• EXCERPTED TEXT:

<<<<

Posts Tagged ‘thought leadership’

There has recently been a spate of articles and blog posts about design thinking and English language teaching. You could try ‘Design Thinking in Digital Language Learning’, by Speex, provider of ‘online coaching and assessment solutions’, ‘Design Thinking Activities in the ESL Classroom’, brought to you by Express Publishing, market leaders in bandwagon-jumping, or a podcast on ‘Design thinking’ from LearnJam. Or, if you happen to be going to the upcoming IATEFL conference, there are three presentations to choose from:

  • Design thinking, a sticky side up path to innovators
  • ESP course development for cultural creative design with design thinking
  • Reimagining teacher-centered professional development – can design thinking help?

The term ‘design thinking’ dates back decades, but really took off in popularity around 2005, and the following year, it was a theme at the World Economic Forum (Woudhuysen, 2011) The Harvard Business Review was pushing the idea in 2008 and The Economist ran a conference on the topic two years later. Judging from Google Trends, its popularity appeared to peak about a year ago, but the current dip might only be temporary. It’s especially popular in Peru and Singapore, for some reason. It is now strongly associated with Stanford University, the spiritual home of Silicon Valley, where you can join a three-and-a-half day design thinking bootcamp if you have $14,000 to spare.

What you would probably get for your money is a better understanding of ‘an approach to problem-solving based on a few easy-to-grasp principles that sound obvious: ‘Show Don’t Tell,’ ‘Focus on Human Values,’ ‘Craft Clarity,’ ‘Embrace Experimentation,’ ‘Mindful of Process,’ ‘Bias Toward Action,’ and ‘Radical Collaboration’’ (Miller, 2015). In the Stanford model of design thinking, which is the most commonly cited, this boils down to five processes: empathize, define, ideate, prototype and test.

>>>>

• WRITTEN INSTRUCTION 1:
Pick out every line of the records that contains the word "black".
• WRITTEN INSTRUCTION 2:
Write what comes next in the post on design thinking, starting after its final sentence.
The post on design thinking has no connection to the records.

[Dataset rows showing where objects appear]

<<<<

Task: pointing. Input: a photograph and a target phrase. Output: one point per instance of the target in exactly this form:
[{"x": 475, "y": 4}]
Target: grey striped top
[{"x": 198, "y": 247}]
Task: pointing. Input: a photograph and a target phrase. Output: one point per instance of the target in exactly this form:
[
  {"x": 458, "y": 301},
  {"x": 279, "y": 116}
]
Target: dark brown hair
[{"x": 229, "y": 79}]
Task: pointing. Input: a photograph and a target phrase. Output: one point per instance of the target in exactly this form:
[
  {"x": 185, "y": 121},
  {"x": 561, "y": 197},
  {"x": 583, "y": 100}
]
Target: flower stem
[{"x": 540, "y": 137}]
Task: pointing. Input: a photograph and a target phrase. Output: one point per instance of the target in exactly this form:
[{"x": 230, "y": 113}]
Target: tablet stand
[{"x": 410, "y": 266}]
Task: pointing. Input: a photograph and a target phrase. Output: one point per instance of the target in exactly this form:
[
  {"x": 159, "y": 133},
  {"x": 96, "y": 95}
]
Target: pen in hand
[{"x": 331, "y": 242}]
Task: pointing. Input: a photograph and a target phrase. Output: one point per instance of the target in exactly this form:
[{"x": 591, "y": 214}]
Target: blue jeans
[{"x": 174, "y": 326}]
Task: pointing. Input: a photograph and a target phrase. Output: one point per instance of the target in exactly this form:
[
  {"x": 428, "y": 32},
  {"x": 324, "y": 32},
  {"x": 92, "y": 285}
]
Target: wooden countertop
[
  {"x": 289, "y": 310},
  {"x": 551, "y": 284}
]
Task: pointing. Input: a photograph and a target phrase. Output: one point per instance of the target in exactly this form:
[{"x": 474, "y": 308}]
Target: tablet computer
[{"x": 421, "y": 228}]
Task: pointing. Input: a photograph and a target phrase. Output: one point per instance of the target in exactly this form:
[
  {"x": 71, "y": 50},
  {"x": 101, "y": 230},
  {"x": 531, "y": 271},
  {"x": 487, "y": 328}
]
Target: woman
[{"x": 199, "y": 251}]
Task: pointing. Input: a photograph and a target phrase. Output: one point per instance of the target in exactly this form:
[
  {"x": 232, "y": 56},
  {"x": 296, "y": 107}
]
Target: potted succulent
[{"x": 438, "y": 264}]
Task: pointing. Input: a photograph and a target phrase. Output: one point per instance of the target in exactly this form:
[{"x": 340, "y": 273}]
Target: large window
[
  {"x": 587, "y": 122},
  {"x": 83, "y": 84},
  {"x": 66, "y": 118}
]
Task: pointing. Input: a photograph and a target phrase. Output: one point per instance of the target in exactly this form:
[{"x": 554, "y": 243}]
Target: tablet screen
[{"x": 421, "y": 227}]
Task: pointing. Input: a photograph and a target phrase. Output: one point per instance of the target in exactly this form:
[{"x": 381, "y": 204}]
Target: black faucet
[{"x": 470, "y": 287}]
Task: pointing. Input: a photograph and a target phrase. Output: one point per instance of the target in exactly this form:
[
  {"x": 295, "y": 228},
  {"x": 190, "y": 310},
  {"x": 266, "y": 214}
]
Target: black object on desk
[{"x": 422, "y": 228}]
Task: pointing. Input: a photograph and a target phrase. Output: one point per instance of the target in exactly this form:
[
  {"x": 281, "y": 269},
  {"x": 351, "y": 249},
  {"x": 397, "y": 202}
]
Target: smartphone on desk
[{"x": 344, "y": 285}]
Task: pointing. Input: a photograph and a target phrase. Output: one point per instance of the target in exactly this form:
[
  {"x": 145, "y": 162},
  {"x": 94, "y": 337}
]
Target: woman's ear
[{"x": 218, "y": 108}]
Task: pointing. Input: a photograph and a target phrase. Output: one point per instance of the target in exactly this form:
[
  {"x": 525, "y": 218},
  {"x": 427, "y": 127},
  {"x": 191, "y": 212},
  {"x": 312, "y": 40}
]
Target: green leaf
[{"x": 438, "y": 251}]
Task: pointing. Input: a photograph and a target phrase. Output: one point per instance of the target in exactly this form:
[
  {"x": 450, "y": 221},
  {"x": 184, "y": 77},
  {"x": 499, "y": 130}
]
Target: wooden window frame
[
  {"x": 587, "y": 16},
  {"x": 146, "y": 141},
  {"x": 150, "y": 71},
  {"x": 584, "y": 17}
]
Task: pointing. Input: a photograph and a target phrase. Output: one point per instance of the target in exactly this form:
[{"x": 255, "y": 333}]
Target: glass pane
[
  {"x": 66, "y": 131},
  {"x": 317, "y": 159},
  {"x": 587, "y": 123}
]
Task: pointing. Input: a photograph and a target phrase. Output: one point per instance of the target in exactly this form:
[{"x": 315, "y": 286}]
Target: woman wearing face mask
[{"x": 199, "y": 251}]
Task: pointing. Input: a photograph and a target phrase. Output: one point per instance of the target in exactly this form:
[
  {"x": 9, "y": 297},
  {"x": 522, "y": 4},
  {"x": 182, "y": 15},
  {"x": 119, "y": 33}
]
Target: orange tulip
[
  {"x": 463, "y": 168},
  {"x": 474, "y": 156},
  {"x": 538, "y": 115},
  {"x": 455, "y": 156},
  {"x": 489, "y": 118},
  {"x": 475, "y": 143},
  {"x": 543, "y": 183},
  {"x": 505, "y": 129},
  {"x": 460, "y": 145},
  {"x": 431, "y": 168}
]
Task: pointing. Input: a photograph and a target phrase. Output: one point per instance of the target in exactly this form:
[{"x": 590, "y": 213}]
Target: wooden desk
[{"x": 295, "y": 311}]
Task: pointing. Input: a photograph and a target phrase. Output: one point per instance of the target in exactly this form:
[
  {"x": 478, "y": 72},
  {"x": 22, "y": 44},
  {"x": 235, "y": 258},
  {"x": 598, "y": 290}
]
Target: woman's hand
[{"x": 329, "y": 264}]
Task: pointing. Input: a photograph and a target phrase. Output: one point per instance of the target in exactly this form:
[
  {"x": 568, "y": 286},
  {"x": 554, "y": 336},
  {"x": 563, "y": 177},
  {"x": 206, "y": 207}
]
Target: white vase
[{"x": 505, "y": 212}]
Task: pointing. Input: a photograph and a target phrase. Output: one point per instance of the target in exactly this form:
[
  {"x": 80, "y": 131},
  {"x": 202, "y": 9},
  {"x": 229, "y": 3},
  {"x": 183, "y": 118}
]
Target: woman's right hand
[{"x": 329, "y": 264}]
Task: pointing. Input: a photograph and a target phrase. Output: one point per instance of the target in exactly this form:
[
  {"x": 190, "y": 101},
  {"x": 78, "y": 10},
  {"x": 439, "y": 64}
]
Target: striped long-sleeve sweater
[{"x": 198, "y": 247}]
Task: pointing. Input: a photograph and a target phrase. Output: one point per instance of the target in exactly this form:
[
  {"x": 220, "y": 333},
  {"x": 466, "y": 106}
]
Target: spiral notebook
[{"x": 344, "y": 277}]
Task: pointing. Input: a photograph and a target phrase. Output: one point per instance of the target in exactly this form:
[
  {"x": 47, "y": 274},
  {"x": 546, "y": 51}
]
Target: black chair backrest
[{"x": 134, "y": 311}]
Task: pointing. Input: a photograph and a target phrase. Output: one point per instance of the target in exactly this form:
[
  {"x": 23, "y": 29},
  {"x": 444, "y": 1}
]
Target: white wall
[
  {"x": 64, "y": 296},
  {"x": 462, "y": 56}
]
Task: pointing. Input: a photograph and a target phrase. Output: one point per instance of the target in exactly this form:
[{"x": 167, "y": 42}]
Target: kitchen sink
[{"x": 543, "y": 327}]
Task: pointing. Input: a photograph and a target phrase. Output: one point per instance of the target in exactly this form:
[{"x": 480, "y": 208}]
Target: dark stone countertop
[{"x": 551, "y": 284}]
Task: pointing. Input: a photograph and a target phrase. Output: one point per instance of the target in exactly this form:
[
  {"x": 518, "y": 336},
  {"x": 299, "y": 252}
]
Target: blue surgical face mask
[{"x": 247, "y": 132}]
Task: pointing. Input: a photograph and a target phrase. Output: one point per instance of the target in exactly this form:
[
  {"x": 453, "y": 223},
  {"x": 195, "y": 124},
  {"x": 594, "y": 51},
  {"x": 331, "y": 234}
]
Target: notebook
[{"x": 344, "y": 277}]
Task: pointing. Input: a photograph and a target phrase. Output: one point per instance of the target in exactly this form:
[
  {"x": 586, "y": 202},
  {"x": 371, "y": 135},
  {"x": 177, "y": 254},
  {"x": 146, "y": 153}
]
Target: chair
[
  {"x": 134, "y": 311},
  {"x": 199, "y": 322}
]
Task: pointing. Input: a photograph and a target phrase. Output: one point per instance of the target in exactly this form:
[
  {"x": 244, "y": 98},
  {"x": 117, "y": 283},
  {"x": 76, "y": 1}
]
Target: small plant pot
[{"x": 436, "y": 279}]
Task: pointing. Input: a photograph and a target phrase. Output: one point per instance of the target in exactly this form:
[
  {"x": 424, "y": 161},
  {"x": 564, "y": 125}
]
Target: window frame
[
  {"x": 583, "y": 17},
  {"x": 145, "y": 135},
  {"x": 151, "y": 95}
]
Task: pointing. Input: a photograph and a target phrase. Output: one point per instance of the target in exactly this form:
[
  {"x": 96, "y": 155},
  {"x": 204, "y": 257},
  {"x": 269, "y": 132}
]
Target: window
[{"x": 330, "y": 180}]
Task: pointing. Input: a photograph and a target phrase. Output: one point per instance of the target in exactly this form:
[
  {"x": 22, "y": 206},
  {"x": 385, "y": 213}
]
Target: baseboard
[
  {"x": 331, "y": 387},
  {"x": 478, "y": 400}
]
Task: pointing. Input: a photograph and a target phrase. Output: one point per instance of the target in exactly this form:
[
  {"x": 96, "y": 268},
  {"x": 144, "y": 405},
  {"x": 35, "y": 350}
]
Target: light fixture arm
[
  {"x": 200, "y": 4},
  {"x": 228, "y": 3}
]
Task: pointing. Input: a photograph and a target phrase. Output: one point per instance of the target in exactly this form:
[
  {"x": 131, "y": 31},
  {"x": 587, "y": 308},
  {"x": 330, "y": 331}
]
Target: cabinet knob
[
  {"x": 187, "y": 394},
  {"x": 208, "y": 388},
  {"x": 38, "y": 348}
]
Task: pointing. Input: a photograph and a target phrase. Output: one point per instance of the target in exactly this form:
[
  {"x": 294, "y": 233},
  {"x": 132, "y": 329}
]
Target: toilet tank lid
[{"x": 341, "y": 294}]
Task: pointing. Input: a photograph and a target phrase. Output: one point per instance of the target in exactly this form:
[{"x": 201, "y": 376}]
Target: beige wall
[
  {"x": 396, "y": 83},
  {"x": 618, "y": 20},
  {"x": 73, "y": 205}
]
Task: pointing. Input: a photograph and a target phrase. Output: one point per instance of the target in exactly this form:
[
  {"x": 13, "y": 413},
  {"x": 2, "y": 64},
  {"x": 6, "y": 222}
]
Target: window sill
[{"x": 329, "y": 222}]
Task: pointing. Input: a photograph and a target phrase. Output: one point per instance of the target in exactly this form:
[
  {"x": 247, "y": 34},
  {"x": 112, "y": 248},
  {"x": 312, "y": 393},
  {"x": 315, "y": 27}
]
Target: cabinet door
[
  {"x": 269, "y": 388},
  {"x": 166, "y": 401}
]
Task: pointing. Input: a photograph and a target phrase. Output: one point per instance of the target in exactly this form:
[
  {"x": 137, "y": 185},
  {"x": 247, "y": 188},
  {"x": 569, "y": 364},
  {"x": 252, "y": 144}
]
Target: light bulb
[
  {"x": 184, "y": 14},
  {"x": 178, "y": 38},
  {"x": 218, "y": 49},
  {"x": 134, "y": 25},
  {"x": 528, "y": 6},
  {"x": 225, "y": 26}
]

>>>>

• RIGHT ANSWER 1:
Target: black faucet
Target: black object on desk
Target: black chair backrest

• RIGHT ANSWER 2:
I appreciate that this must sound a bit vague. I’d make things clearer if I could, but the problem is that ‘the deeper you dig into Design Thinking, the vaguer it becomes’ (Vinsel, 2017). If one thing is clear, however, it’s that things aren’t very clear (Johansson-Sköldberg et al., 2013), and haven’t been since the bandwagon got rolling. Back in 2010, at the 8th Design Thinking Research Symposium, Badke-Schaub et al. (2010) entitled their paper ‘Design thinking: a paradigm on its way from dilution to meaninglessness’. At a more recent conference, Bouwman et al. (2019) reported that the term is ‘becoming more and more vague’. So, is it a five-step process or not? According to Marty Neumeier, author of many books on design thinking, it is not: ‘that’s crap design thinking, of which there is plenty, I agree’.

My first direct experience of design thinking was back in 2015/16 when I took part in a meeting with publishers to discuss a new coursebook project. My main recollection of this was brainstorming various ideas, writing them down on Post-its, and adding them to other Post-its on the walls around the room. I think this was a combination of the empathizing and defining stages, but I could be wrong. Some years later, I took part in an online colloquium where we did something similar, except the Post-its were now digitalized using the Miro collaborative whiteboard. On both these occasions, the scepticism was palpable (except on the part of the facilitators), but we could all console ourselves that we were being cutting-edge in our approach to problem-solving.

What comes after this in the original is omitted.